GIVEN INSTRUCTION
Lay out each line of the records below as a Markdown table with the columns Row and Line. Number the rows in order and omit blank lines.

EXERCISE MATERIALS
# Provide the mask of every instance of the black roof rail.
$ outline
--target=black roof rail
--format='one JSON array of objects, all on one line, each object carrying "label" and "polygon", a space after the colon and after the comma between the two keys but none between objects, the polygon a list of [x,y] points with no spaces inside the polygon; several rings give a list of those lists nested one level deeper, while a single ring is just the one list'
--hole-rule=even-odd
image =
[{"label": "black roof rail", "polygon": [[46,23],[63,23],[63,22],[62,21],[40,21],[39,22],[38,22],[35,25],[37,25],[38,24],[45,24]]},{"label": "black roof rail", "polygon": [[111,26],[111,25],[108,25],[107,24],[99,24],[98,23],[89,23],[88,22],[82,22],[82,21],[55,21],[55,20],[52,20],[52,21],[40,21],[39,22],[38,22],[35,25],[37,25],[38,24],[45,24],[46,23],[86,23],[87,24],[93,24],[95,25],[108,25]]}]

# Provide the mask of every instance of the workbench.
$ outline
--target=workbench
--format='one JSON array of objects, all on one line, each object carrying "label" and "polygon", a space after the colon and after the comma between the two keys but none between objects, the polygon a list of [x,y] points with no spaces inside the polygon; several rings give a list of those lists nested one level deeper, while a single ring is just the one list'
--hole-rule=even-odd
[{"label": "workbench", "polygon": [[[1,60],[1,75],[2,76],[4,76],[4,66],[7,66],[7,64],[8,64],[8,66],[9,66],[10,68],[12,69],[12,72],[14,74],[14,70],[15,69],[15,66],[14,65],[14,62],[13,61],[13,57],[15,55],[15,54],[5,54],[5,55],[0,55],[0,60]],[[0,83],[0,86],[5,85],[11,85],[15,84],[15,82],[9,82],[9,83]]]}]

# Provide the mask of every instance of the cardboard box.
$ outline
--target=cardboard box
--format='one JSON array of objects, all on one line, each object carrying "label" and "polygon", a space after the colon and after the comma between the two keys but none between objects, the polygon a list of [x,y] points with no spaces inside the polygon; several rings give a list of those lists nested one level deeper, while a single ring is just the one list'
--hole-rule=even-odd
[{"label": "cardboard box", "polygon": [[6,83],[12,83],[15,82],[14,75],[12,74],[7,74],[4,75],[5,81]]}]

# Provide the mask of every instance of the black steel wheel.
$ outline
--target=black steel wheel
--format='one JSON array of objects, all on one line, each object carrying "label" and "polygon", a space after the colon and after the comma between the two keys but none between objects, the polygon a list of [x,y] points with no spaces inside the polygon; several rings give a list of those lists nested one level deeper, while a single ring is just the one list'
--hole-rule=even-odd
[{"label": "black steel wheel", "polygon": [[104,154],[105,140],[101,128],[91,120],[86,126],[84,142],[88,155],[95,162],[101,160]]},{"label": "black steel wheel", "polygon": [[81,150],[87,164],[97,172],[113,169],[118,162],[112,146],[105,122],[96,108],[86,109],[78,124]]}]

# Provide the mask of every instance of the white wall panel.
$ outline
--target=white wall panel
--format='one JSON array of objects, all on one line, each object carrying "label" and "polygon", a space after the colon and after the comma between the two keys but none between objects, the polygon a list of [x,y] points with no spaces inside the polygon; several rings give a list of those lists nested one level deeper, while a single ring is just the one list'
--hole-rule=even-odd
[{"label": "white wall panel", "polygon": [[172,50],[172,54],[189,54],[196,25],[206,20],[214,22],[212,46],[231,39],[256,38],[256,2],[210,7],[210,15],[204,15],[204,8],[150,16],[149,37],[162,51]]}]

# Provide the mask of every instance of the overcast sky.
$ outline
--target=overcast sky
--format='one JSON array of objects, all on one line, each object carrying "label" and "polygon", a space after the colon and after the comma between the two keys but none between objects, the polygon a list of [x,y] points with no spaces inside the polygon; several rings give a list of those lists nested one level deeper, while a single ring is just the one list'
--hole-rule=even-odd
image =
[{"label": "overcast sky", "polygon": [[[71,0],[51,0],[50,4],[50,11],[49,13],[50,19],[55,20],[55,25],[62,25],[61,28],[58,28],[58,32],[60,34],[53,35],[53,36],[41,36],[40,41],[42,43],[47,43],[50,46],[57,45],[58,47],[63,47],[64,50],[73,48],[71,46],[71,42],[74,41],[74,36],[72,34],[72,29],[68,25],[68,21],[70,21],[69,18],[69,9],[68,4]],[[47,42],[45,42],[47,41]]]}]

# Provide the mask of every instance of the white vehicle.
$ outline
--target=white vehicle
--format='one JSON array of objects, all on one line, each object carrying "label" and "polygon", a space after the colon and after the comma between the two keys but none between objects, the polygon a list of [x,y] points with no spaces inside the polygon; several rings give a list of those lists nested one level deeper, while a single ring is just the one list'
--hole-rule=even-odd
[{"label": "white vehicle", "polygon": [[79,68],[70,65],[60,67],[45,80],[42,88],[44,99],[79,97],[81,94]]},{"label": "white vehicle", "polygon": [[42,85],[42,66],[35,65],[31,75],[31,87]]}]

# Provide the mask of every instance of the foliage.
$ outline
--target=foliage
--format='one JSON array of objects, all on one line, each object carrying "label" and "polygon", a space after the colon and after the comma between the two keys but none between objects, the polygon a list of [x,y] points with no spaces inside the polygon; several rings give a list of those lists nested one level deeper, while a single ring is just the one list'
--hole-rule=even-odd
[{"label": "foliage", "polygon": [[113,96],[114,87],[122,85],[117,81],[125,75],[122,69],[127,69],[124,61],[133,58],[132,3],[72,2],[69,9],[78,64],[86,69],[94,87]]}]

RESPONSE
| Row | Line |
|---|---|
| 1 | # Provide the mask of every instance of the black roof rail. |
| 2 | $ outline |
| 3 | --target=black roof rail |
| 4 | --format='one JSON array of objects, all on one line, each object carrying "label" and "polygon", a space after the colon and after the comma between the two keys but none between objects, the polygon a list of [x,y] points with no spaces inside the polygon; several rings give a list of those lists nested one level deeper, while a single ring is just the one list' |
| 5 | --hole-rule=even-odd |
| 6 | image = |
| 7 | [{"label": "black roof rail", "polygon": [[46,23],[63,23],[63,22],[62,21],[40,21],[39,22],[38,22],[35,25],[37,25],[38,24],[45,24]]},{"label": "black roof rail", "polygon": [[111,26],[111,25],[108,25],[107,24],[99,24],[98,23],[89,23],[88,22],[82,22],[82,21],[55,21],[55,20],[52,20],[52,21],[40,21],[39,22],[38,22],[35,25],[37,25],[38,24],[45,24],[46,23],[86,23],[87,24],[93,24],[95,25],[108,25]]}] |
| 8 | # Provide the mask of every instance of the workbench. |
| 9 | $ outline |
| 10 | --target=workbench |
| 11 | --format='one JSON array of objects, all on one line, each object carrying "label" and "polygon", a space after the colon and after the comma between the two keys but none between objects, the polygon a list of [x,y] points with no spaces inside the polygon; several rings give a list of those lists nested one level deeper, while a single ring is just the one list' |
| 12 | --hole-rule=even-odd |
| 13 | [{"label": "workbench", "polygon": [[[1,60],[1,75],[2,76],[4,76],[4,66],[7,66],[7,64],[8,64],[8,66],[9,66],[10,68],[12,69],[12,72],[14,74],[14,70],[15,69],[15,66],[14,65],[14,62],[13,61],[13,57],[15,55],[15,54],[5,54],[5,55],[0,55],[0,60]],[[0,83],[0,86],[5,85],[11,85],[15,84],[15,82],[9,82],[9,83]]]}] |
| 14 | # Provide the mask of every instance of the cardboard box. |
| 15 | $ outline |
| 16 | --target=cardboard box |
| 17 | --format='one JSON array of objects, all on one line, each object carrying "label" and "polygon", a space after the colon and after the comma between the two keys but none between objects, the polygon a list of [x,y] points with no spaces inside the polygon; several rings give a list of those lists nested one level deeper, while a single ring is just the one list' |
| 18 | --hole-rule=even-odd |
| 19 | [{"label": "cardboard box", "polygon": [[6,83],[12,83],[15,82],[14,75],[12,74],[7,74],[4,75],[5,81]]}] |
| 20 | # Provide the mask of every instance of the black steel wheel. |
| 21 | $ outline |
| 22 | --target=black steel wheel |
| 23 | --format='one JSON array of objects, all on one line, each object carrying "label" and "polygon", a space after the colon and after the comma between the two keys but none between objects, the polygon a list of [x,y] points with no spaces inside the polygon; several rings give a list of those lists nested one level deeper, while a single ring is just the one list' |
| 24 | --hole-rule=even-odd |
| 25 | [{"label": "black steel wheel", "polygon": [[104,154],[105,140],[101,128],[91,120],[86,126],[84,142],[88,155],[95,162],[101,160]]},{"label": "black steel wheel", "polygon": [[81,150],[87,164],[97,172],[113,169],[118,162],[112,146],[105,122],[96,108],[86,109],[78,124]]}] |
| 26 | # Provide the mask of every instance of the white wall panel. |
| 27 | $ outline |
| 28 | --target=white wall panel |
| 29 | --format='one JSON array of objects, all on one line, each object carrying "label" and "polygon", a space after the colon and after the comma between the two keys but none between objects, the polygon a list of [x,y] points with no spaces inside the polygon; several rings give a list of those lists nested one level deeper, while a single ring is just the one list' |
| 30 | --hole-rule=even-odd |
| 31 | [{"label": "white wall panel", "polygon": [[172,50],[172,54],[189,54],[196,25],[206,20],[214,22],[212,46],[231,39],[256,38],[256,2],[210,7],[210,15],[204,15],[204,8],[150,16],[149,37],[162,51]]}] |
| 32 | # Provide the mask of every instance of the overcast sky. |
| 33 | $ outline |
| 34 | --target=overcast sky |
| 35 | --format='one JSON array of objects, all on one line, each object carrying "label" and "polygon", a space after the colon and after the comma between the two keys but none between objects, the polygon a list of [x,y] points with no spaces inside the polygon; several rings give a list of those lists nested one level deeper, while a single ring is just the one list' |
| 36 | --hole-rule=even-odd |
| 37 | image = |
| 38 | [{"label": "overcast sky", "polygon": [[[71,0],[51,0],[50,4],[50,11],[49,13],[50,19],[55,20],[55,25],[62,25],[61,28],[58,28],[58,32],[60,34],[53,35],[53,36],[41,36],[40,41],[42,43],[47,43],[50,46],[57,45],[58,47],[63,47],[64,50],[73,48],[71,46],[71,42],[74,41],[74,36],[72,34],[72,29],[68,25],[68,21],[70,21],[69,18],[69,9],[68,4]],[[47,42],[45,42],[47,41]]]}] |
| 39 | # Provide the mask of every instance of the white vehicle. |
| 40 | $ outline |
| 41 | --target=white vehicle |
| 42 | --format='one JSON array of objects, all on one line, each object carrying "label" and "polygon", a space after the colon and after the comma between the two keys but none between objects, the polygon a list of [x,y] points with no spaces inside the polygon; several rings give a list of those lists nested one level deeper, while a single ring is just the one list' |
| 43 | --hole-rule=even-odd |
| 44 | [{"label": "white vehicle", "polygon": [[79,68],[70,65],[60,67],[45,80],[42,88],[44,99],[79,97],[81,94]]},{"label": "white vehicle", "polygon": [[42,85],[42,66],[35,65],[31,75],[31,87]]}] |
| 45 | # Provide the mask of every instance of the foliage. |
| 46 | $ outline |
| 47 | --target=foliage |
| 48 | --format='one JSON array of objects, all on one line, each object carrying "label" and "polygon", a space after the colon and after the comma between the two keys but none between objects, the polygon a list of [x,y] points with no spaces inside the polygon; several rings give a list of those lists nested one level deeper, while a single ring is just the one list' |
| 49 | --hole-rule=even-odd |
| 50 | [{"label": "foliage", "polygon": [[113,96],[114,87],[122,85],[117,81],[125,75],[122,69],[127,69],[124,61],[133,58],[132,3],[72,2],[69,9],[78,64],[86,69],[94,87]]}] |